**YOUR INSTRUCTIONS**
Your task is to restate exactly the lines from the one holding "Query: flying bird" to the end of the entries below, inclusive.
### GIVEN ENTRIES ###
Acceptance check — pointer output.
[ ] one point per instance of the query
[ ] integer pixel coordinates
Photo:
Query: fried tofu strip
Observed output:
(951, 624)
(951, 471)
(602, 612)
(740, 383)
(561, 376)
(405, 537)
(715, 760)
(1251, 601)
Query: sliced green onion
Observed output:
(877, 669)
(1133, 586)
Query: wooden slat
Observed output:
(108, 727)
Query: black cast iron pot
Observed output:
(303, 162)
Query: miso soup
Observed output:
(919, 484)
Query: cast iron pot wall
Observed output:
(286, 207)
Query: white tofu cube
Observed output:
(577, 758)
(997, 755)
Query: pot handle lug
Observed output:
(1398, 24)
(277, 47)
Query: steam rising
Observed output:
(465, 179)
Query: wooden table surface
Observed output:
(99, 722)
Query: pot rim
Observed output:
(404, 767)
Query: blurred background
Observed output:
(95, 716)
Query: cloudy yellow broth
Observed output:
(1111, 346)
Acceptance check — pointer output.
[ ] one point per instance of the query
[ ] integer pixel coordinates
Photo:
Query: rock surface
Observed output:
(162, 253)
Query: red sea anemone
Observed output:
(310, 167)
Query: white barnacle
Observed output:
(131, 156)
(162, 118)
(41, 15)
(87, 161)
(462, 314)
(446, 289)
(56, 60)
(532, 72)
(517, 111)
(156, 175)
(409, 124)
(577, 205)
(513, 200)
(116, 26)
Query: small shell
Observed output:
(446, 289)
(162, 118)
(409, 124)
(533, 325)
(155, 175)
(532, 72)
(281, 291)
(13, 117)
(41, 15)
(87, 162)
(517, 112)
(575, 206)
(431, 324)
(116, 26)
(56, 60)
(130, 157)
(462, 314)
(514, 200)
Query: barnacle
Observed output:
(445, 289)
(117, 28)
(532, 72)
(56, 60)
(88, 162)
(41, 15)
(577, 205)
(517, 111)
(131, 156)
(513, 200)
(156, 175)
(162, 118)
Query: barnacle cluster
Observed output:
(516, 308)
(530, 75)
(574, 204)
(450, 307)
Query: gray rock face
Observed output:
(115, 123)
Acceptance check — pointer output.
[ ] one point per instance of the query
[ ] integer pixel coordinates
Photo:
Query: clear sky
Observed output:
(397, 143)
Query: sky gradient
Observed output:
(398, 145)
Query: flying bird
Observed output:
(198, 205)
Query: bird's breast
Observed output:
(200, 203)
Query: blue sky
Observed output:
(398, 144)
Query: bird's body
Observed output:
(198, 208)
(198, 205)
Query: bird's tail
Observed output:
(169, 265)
###
**EXERCISE ANSWER**
Query: flying bird
Observed output:
(198, 205)
Query: bird's breast
Observed output:
(200, 203)
Query: blue sky
Observed output:
(398, 144)
Query: bird's body
Observed output:
(198, 208)
(198, 205)
Query: bird's tail
Observed output:
(169, 265)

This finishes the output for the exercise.